((

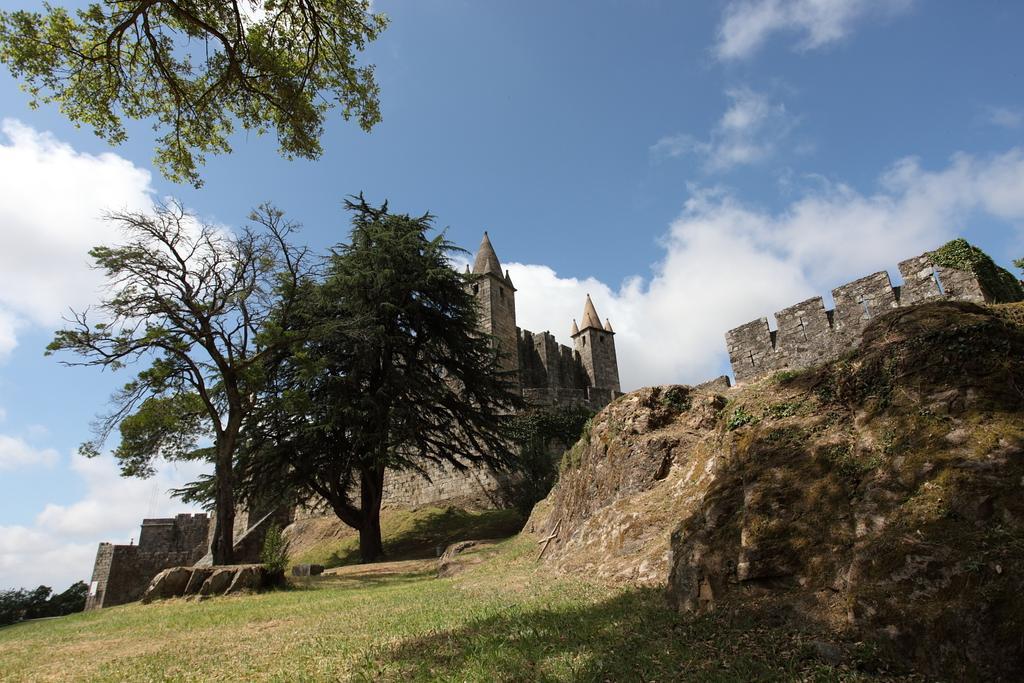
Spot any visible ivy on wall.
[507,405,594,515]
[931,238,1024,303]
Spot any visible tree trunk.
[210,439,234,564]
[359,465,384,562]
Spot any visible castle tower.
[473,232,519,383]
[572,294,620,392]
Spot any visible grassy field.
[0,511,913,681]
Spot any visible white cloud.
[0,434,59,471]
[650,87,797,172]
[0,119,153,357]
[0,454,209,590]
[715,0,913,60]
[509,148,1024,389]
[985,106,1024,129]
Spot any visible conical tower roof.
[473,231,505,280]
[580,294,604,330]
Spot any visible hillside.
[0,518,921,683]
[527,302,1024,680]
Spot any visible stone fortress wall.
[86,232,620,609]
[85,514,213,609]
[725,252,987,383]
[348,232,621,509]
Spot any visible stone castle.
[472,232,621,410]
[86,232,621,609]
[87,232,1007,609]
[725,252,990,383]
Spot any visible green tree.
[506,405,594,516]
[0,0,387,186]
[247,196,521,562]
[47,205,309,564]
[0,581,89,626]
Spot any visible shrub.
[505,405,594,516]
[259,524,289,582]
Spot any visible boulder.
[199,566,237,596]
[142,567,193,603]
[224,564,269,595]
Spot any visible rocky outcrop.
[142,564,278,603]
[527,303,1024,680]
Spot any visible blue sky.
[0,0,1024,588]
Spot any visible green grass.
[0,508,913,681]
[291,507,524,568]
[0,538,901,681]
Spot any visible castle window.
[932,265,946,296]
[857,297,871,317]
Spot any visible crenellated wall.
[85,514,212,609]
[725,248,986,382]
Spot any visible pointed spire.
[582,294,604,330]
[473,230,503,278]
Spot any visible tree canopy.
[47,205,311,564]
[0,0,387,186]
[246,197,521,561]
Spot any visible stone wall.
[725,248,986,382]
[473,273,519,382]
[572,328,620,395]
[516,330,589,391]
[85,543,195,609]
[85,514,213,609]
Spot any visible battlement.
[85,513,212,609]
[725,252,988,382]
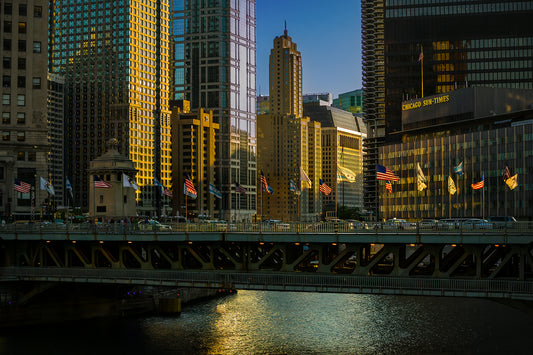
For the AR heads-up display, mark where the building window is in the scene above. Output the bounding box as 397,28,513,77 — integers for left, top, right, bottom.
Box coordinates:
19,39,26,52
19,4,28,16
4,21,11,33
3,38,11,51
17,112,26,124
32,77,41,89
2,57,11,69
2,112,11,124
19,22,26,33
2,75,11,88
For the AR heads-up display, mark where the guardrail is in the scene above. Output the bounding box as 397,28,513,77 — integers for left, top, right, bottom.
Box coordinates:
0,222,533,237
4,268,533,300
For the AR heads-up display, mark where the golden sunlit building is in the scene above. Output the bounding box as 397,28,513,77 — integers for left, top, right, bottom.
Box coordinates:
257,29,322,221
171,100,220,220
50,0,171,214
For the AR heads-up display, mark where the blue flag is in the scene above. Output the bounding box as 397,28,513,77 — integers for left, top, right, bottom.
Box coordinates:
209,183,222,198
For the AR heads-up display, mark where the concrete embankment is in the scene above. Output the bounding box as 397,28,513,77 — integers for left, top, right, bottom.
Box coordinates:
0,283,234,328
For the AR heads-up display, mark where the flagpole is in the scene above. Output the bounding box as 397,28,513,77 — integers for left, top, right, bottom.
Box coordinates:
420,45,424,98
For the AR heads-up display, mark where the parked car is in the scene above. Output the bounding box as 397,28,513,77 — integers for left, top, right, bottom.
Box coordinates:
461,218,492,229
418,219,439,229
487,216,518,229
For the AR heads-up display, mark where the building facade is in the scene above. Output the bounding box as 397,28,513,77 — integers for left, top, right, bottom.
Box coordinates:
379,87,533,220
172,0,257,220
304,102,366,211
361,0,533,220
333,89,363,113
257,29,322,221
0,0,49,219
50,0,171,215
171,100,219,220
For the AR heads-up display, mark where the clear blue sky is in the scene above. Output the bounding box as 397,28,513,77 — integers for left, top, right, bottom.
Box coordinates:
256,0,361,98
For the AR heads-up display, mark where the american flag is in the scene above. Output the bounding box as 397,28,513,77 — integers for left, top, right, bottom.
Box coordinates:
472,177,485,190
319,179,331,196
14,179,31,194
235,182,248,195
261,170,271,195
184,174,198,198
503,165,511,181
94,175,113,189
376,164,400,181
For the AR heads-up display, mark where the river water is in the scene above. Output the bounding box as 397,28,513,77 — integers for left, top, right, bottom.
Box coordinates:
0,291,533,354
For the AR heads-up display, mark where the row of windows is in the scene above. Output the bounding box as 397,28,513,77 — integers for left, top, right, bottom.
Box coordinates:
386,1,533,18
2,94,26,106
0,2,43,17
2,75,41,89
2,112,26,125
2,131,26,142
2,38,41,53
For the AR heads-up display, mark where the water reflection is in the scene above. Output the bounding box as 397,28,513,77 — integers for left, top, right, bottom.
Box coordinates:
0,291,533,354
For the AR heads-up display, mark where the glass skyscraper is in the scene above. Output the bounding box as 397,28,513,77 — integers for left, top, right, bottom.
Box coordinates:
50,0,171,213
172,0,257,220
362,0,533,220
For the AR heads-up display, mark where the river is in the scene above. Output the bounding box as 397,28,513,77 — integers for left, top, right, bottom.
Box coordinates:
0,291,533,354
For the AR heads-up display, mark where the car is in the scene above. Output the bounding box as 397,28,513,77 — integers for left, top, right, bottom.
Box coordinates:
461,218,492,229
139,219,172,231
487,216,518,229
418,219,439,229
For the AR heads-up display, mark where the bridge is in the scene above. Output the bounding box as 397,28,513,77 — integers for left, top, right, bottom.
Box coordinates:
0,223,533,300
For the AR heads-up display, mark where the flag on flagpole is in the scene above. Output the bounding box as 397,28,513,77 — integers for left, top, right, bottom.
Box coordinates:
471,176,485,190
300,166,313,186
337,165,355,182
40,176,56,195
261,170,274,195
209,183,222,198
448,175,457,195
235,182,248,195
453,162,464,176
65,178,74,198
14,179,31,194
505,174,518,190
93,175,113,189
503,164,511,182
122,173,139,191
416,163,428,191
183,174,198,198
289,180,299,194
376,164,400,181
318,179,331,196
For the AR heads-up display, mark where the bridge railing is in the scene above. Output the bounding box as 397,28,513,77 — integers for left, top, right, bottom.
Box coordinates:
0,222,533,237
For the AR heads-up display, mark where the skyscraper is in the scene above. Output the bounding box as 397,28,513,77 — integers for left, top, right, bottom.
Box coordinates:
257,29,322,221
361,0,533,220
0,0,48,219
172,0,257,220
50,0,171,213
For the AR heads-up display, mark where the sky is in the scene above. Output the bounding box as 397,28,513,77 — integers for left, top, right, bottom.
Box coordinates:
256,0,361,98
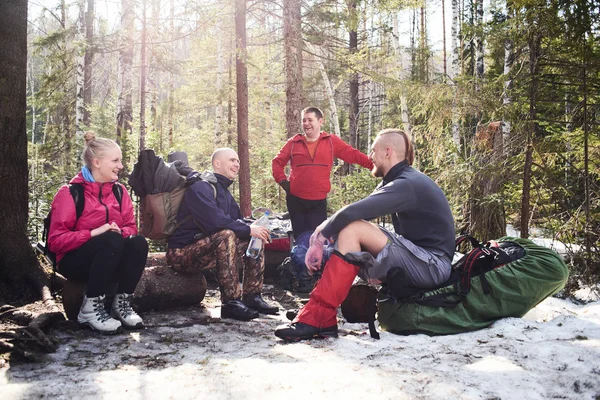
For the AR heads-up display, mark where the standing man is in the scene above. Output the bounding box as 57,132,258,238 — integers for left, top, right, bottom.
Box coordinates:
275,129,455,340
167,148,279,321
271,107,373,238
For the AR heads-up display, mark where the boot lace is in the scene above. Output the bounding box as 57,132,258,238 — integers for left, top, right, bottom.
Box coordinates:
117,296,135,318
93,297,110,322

))

Could you write out all the entries above again with "heads-up display" replaced by "overlay" and everything else unchanged, omitting the pictures?

| Right answer |
Spot any visible ivy on wall.
[507,405,594,515]
[931,238,1024,303]
Spot any visible tree trunk.
[210,439,234,564]
[359,465,384,562]
Spot any visible castle tower.
[473,232,519,383]
[572,294,620,392]
Spot any visible grassy field.
[0,511,913,681]
Spot any visible white cloud.
[0,434,59,471]
[650,87,797,172]
[0,119,153,357]
[0,454,209,590]
[715,0,913,60]
[509,148,1024,389]
[985,106,1024,129]
Spot any visible conical tower roof.
[473,231,505,280]
[580,294,604,330]
Spot any visible hillside.
[0,518,921,683]
[527,302,1024,680]
Spot any visible stone fortress wall.
[86,232,620,609]
[85,514,213,609]
[725,252,987,383]
[348,232,621,509]
Spot any visible stone castle.
[472,232,621,410]
[86,232,621,609]
[87,232,1007,609]
[725,252,990,383]
Spot any visible green tree.
[506,405,594,516]
[0,0,387,186]
[247,196,521,562]
[47,205,309,564]
[0,581,89,626]
Spot any visible shrub.
[505,405,594,516]
[259,524,289,582]
Spot any visible boulder.
[199,566,237,596]
[142,567,193,603]
[224,564,269,595]
Spot any visible rocky outcrop.
[142,564,278,603]
[527,303,1024,680]
Spot any visible blue sky.
[0,0,1024,588]
Spot any visible green grass.
[0,508,913,681]
[291,507,524,568]
[0,538,901,681]
Spot any visible castle window.
[932,265,946,296]
[857,297,871,317]
Spot any visible crenellated wall.
[85,514,212,609]
[725,248,986,382]
Spot any visible pointed spire.
[582,294,604,330]
[473,230,503,278]
Spot any visible tree canopy.
[47,205,311,564]
[0,0,387,186]
[246,197,521,561]
Spot any visible stone wall.
[725,248,986,382]
[473,273,519,382]
[572,328,620,395]
[516,330,589,391]
[85,543,195,609]
[85,514,213,609]
Spot any visible battlement.
[85,513,212,609]
[725,252,988,382]
For the AR overlay, mark where the building window is in the scene above. Output the bounding box as 397,28,513,77 — integers for left, top, right, bottom.
Box coordinates:
19,39,26,52
19,4,28,16
4,21,11,33
3,38,11,51
17,112,26,124
32,77,41,89
2,57,11,69
2,112,11,124
19,22,26,33
2,75,11,88
For the AR overlay, mark where the guardrail is in the scene above. Output the bounding box as 397,28,513,77 — integers for left, top, right, bottom.
Box coordinates:
0,222,533,237
4,268,533,300
For the AR overlay, mark where the golden sunlit building is in the scene above. Output the bounding box as 397,28,513,77 — integers for left, top, right, bottom.
Box coordinates:
257,29,322,221
171,100,220,220
50,0,171,214
For the AR overlay, mark where the blue flag is in the scene above. Output the bounding box as 397,28,513,77 — integers for left, top, right, bottom.
Box coordinates:
209,183,222,198
For the AR overlay, mark where the concrete embankment is in the scene above. Output the bounding box as 397,28,513,77 — integers for left, top, right, bottom.
Box coordinates:
0,283,234,328
For the AR overlay, mark where the flagpole is in the scene above. Output the bounding box as 397,28,513,77 — integers for left, top, right, bottom.
Box coordinates:
420,45,424,98
For the AR overlay, mark where the parked car is in the scene above. Output the bounding box as 397,28,513,77 — integers for left, top, right, bottom.
Box coordinates:
461,218,492,229
418,219,439,229
487,216,518,229
For the AR overlay, mark where the building facade is in the scene above. Output the bounding box as 397,28,513,77 — integers for left, top, right, bottom.
Box coordinates:
379,87,533,220
172,0,257,220
304,102,366,211
361,0,533,220
333,89,363,113
257,29,322,221
0,0,49,219
50,0,171,215
171,100,219,220
For the AR overlay, mark where the clear blue sky is in the scene above. Output the bounding box as 397,28,513,77 — integers for left, top, right, bottom.
Box coordinates:
256,0,361,98
For the AR overlay, mark where the american flag is in the scene above. Output the bounding box as 397,28,513,77 — integers for left, top, right, bottom.
Box coordinates:
472,177,485,190
319,179,331,196
14,179,31,194
235,182,248,195
261,170,271,195
184,174,198,198
503,165,511,181
94,175,113,189
376,164,400,181
For the AR overlay, mark where the river water is in the scene above. Output the bounding box as 397,28,513,77 — integers for left, top, right, bottom.
Box coordinates:
0,291,533,354
For the AR overlay, mark where the row of windows is in the scene above. Output the bounding box as 397,28,513,77 — integers for left, top, right, bottom.
Box coordinates:
386,1,533,18
2,94,26,106
0,2,43,17
2,75,41,89
2,112,26,125
2,131,26,142
2,38,41,53
For the AR overlay, mark where the water reflection is in the scene above. Output the bounding box as 397,28,513,77 — integers for left, top, right, bottom.
Box coordinates:
0,291,533,354
For the AR overlay, mark where the glass skyscraper is in the scene above. Output the bounding box as 397,28,513,77 — integers for left, top, right, bottom.
Box coordinates:
50,0,171,213
172,0,257,220
362,0,533,220
For the AR overlay, mark where the river is in the scene above. Output the bounding box as 397,28,513,77 — integers for left, top, right, bottom.
Box coordinates:
0,291,533,354
For the AR overlay, mark where the car is in the scene above. Output the bounding box as 397,28,513,77 — integers for left, top, right, bottom.
Box coordinates:
461,218,492,229
139,219,172,231
487,216,518,229
418,219,439,229
For the AR overlay, mark where the bridge is in the scene above. Output the bounding box as 397,28,513,77 — integers for left, top, right, bottom.
Box coordinates:
0,223,533,300
For the AR overlay, mark where the flag on flagpole is in the scene above. Output the bounding box as 397,28,513,77 — integers for left, top, right, bottom.
Box coordinates:
471,176,485,190
300,166,313,186
337,165,355,182
40,176,56,195
261,170,274,195
209,183,222,198
448,175,457,195
235,182,248,195
453,162,464,176
65,178,74,198
14,179,31,194
505,174,518,190
93,175,113,189
503,164,511,182
122,173,139,191
416,163,428,191
183,174,198,198
289,180,299,194
376,164,400,181
318,179,331,196
For the AR overlay, mark where the bridge railing is in the scene above. Output the bounding box as 397,28,513,77 — integers for left, top, right, bottom.
Box coordinates:
0,222,533,237
For the AR overlay, mark where the skyscraper is in the scene above. Output the bounding box as 397,28,513,77 — integers for left, top, right, bottom.
Box coordinates:
257,29,322,221
361,0,533,220
0,0,48,219
172,0,257,220
50,0,171,213
For the AR overlay, mark where the sky is in the scene above. Output the bounding box as 397,28,513,77 — integers for left, top, right, bottom.
Box coordinates:
256,0,361,98
For the AR overlay, mark where the standing man is in the scene above. Output the bounding box as 57,132,258,238 — integers for left, top, right, bottom.
Box coordinates:
275,129,455,340
167,148,279,321
271,107,373,238
For the AR overlay, mark where the boot lace is in the scene above. Output the bounding box as 57,132,258,238 — integers for left, top, right, bottom.
Box coordinates:
117,296,135,318
93,297,110,322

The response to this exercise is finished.